Start of GIVEN RECORDS

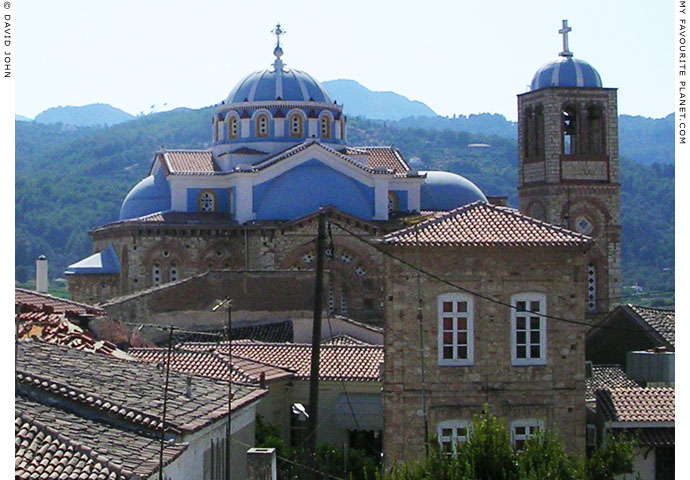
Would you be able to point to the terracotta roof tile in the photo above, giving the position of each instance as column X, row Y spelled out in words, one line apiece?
column 100, row 382
column 27, row 298
column 49, row 440
column 662, row 321
column 637, row 404
column 197, row 162
column 343, row 339
column 607, row 377
column 483, row 224
column 649, row 437
column 210, row 364
column 337, row 362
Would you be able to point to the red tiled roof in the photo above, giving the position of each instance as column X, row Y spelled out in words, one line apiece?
column 54, row 443
column 208, row 363
column 41, row 452
column 483, row 224
column 129, row 389
column 198, row 162
column 343, row 339
column 386, row 157
column 649, row 437
column 29, row 298
column 637, row 404
column 607, row 377
column 662, row 321
column 337, row 362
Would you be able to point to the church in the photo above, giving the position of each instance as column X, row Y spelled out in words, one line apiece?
column 499, row 315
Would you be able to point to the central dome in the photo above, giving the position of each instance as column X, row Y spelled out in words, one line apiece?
column 278, row 83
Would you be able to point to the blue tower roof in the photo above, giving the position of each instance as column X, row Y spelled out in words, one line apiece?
column 446, row 191
column 566, row 71
column 150, row 195
column 277, row 82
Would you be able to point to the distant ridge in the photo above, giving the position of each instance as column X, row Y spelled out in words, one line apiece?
column 359, row 101
column 84, row 116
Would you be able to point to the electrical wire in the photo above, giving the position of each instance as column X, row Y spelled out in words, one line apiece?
column 482, row 296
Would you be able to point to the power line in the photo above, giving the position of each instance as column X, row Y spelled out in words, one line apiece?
column 479, row 295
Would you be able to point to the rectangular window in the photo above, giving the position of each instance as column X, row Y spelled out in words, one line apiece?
column 521, row 430
column 528, row 329
column 450, row 433
column 455, row 329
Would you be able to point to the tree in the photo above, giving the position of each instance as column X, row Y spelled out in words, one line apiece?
column 489, row 455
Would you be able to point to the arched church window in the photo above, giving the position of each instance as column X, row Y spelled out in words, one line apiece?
column 233, row 127
column 296, row 128
column 538, row 131
column 595, row 129
column 527, row 135
column 393, row 203
column 591, row 288
column 325, row 126
column 262, row 125
column 156, row 274
column 207, row 201
column 569, row 131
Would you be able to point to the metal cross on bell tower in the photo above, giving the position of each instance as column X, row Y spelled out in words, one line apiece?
column 564, row 31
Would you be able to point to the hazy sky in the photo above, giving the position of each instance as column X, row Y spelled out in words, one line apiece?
column 459, row 57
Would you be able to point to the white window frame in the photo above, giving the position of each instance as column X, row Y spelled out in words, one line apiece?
column 529, row 299
column 454, row 437
column 469, row 315
column 532, row 427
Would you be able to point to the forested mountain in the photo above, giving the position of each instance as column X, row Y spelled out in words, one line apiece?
column 84, row 116
column 359, row 101
column 69, row 180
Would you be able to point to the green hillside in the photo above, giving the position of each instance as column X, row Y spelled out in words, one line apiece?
column 69, row 180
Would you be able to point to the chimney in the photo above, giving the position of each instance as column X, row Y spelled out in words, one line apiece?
column 42, row 274
column 261, row 464
column 188, row 394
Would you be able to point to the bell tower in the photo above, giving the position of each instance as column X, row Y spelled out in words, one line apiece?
column 568, row 164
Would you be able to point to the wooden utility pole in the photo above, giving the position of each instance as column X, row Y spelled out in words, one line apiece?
column 316, row 335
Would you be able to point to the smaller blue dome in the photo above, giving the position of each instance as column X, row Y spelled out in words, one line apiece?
column 446, row 191
column 269, row 84
column 150, row 195
column 566, row 71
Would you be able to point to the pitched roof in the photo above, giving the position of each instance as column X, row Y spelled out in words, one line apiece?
column 29, row 298
column 190, row 162
column 209, row 363
column 637, row 404
column 51, row 442
column 129, row 390
column 343, row 339
column 649, row 437
column 607, row 377
column 663, row 322
column 337, row 362
column 381, row 157
column 483, row 224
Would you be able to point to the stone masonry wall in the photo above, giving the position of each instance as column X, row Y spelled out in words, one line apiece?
column 553, row 392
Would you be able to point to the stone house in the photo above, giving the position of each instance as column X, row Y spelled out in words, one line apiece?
column 108, row 411
column 501, row 318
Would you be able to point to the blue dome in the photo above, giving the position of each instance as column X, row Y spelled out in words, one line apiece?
column 446, row 191
column 276, row 82
column 150, row 195
column 566, row 71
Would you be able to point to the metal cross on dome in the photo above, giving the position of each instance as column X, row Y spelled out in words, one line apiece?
column 278, row 32
column 564, row 31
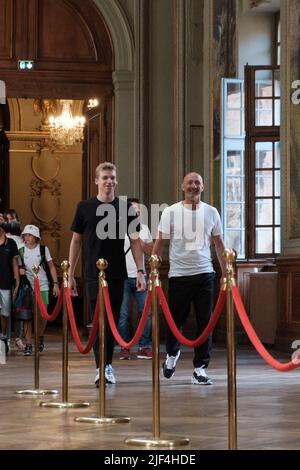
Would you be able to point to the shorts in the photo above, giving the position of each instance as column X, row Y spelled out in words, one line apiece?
column 5, row 302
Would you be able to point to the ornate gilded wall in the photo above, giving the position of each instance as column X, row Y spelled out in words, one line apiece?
column 45, row 182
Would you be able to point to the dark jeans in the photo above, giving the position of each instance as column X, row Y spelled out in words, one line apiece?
column 115, row 289
column 140, row 297
column 183, row 291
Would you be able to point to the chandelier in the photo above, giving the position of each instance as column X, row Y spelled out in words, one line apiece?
column 66, row 129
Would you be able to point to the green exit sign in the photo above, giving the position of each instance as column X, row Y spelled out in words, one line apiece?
column 25, row 64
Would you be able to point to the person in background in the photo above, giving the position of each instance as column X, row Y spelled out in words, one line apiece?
column 130, row 292
column 15, row 233
column 9, row 280
column 32, row 253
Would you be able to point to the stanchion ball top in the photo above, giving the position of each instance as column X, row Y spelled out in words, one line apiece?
column 155, row 261
column 102, row 264
column 229, row 255
column 65, row 265
column 36, row 270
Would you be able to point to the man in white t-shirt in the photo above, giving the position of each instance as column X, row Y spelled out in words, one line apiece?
column 191, row 226
column 130, row 292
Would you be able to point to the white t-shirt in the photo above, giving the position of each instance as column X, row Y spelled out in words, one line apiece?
column 33, row 257
column 145, row 236
column 190, row 232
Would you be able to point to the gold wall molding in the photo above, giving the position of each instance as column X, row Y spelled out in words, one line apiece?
column 38, row 186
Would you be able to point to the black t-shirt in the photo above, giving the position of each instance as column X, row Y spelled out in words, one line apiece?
column 114, row 221
column 8, row 250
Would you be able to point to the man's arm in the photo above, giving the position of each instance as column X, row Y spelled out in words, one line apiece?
column 137, row 254
column 74, row 253
column 220, row 248
column 158, row 245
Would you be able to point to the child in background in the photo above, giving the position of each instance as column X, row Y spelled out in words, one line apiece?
column 33, row 253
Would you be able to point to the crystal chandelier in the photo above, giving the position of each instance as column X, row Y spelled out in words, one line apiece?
column 65, row 129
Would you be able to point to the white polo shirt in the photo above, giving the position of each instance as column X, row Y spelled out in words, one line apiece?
column 190, row 232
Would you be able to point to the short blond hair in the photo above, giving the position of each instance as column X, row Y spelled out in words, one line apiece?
column 105, row 166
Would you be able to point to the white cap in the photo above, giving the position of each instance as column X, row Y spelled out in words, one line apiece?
column 31, row 230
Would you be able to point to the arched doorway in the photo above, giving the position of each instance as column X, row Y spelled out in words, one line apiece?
column 72, row 52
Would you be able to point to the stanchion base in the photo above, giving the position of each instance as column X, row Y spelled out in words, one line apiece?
column 104, row 420
column 167, row 441
column 64, row 404
column 36, row 392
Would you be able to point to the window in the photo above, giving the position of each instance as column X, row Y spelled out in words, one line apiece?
column 233, row 165
column 277, row 32
column 251, row 163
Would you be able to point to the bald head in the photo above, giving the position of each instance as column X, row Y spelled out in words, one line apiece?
column 192, row 186
column 192, row 175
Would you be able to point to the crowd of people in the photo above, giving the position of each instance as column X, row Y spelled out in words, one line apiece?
column 20, row 250
column 101, row 230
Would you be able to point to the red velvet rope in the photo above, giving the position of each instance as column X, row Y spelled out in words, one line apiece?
column 113, row 326
column 41, row 304
column 80, row 347
column 256, row 341
column 209, row 328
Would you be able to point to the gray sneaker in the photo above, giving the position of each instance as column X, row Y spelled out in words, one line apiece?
column 169, row 365
column 200, row 377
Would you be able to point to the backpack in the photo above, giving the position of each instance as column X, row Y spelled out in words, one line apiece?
column 43, row 262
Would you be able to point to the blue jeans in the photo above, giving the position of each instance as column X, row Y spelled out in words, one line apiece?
column 140, row 297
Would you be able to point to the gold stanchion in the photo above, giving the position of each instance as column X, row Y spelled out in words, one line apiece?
column 102, row 419
column 65, row 403
column 156, row 440
column 229, row 256
column 36, row 391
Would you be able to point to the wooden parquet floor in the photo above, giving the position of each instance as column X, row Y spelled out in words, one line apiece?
column 268, row 403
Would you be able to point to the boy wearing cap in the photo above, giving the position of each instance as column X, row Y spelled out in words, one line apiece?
column 31, row 255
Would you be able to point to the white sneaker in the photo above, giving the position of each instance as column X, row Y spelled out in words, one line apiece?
column 169, row 365
column 200, row 377
column 109, row 374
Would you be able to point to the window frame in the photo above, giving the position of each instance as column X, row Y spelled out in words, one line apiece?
column 255, row 134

End of GIVEN RECORDS

* [YOUR INSTRUCTIONS] From the line containing "Would you be able to point to the window frame" down to the last line of the data, transcribe every line exactly; nothing else should appear.

* [RESULT FOR THIS TASK]
Would you be able to point to the window frame in the photo above, giving the position of each instance as column X, row Y spelled out in words, one line apiece?
column 255, row 134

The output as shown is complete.